### Material
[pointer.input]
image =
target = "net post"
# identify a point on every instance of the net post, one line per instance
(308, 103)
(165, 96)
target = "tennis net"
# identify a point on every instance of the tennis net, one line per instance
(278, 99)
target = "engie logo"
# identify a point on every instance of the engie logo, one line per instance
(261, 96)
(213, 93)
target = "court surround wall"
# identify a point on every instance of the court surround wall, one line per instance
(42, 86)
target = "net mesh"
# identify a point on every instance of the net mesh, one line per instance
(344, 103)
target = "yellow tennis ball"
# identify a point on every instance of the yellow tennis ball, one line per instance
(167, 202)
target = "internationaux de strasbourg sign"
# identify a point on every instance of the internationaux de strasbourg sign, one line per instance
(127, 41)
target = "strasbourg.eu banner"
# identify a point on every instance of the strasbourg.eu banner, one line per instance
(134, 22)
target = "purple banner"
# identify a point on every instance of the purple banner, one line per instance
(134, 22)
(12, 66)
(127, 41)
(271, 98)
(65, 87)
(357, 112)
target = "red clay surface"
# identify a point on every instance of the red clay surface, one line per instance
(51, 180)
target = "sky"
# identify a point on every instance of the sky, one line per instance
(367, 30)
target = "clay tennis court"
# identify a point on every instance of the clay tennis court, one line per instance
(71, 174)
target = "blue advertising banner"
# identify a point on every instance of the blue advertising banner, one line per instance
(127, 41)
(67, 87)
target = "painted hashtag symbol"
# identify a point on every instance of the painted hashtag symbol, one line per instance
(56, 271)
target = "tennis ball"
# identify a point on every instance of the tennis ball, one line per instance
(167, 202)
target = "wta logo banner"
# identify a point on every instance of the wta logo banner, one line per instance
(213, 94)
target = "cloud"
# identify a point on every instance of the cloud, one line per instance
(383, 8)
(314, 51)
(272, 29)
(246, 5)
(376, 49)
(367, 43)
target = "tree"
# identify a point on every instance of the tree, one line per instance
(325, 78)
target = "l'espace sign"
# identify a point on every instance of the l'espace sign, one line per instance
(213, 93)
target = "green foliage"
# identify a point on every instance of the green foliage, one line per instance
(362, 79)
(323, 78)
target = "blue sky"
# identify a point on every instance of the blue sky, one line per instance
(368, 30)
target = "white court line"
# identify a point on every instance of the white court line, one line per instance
######
Reproduce every line of the material above exactly.

> _Correct result_
[pointer.input]
image =
target = "net post"
# identify a point on every instance of the net post, one line per instance
(308, 103)
(165, 96)
target = "tennis net"
# identify a point on every instance of the tennis net, one line per instance
(278, 99)
target = "engie logo"
# identify a point on every instance of the engie logo, one line per instance
(261, 96)
(213, 93)
target = "court surround wall"
# identify a point on every instance of the court surround wall, one line per instance
(42, 86)
target = "net mesh"
# identify a point on every instance of the net mesh, one line per instance
(344, 103)
target = "yellow tennis ball"
# identify a point on every instance of the yellow tennis ball, one line per instance
(167, 202)
target = "internationaux de strasbourg sign"
# identify a point on every instance of the internationaux de strasbourg sign, one line per instance
(127, 41)
target = "strasbourg.eu banner"
# identify a point on every instance of the strasbourg.eu banner, one line per instance
(134, 22)
target = "purple banner"
# identify a point on every instance of the purple banner, one line per instance
(134, 22)
(12, 66)
(127, 41)
(271, 98)
(65, 87)
(357, 112)
target = "red clay surface"
# identify a point on every instance of the red clay surface, one line per instance
(51, 180)
target = "sky"
# identify a point on every instance of the sky, one line per instance
(367, 30)
target = "clay tennis court"
# identify a point on every instance of the clay tennis court, one line per instance
(71, 174)
target = "blue advertising banner"
# identify a point on every instance of the blue advertising banner, one line per instance
(127, 41)
(67, 87)
target = "painted hashtag symbol"
# identify a point on every instance of the painted hashtag symbol, one line per instance
(56, 271)
target = "tennis ball"
# identify a point on every instance of the tennis ball, one line per instance
(167, 202)
target = "wta logo banner"
# identify a point on every instance of the wta logo banner, one line per instance
(213, 94)
target = "cloud"
# identify a point on every instance of the cloud, one line per instance
(383, 8)
(314, 51)
(272, 29)
(246, 5)
(376, 49)
(367, 43)
target = "tree"
# identify a point on every instance of the tree, one line per instance
(325, 78)
target = "l'espace sign"
# identify a point on every instance of the l'espace sign, one line per instance
(213, 93)
target = "green foliage"
# identify a point on every instance of the green foliage, one line per instance
(362, 79)
(323, 78)
target = "blue sky"
# identify a point on every instance of the blue sky, one line per instance
(368, 30)
target = "white court line"
# identify a point on every instance of the white court line, one line per instance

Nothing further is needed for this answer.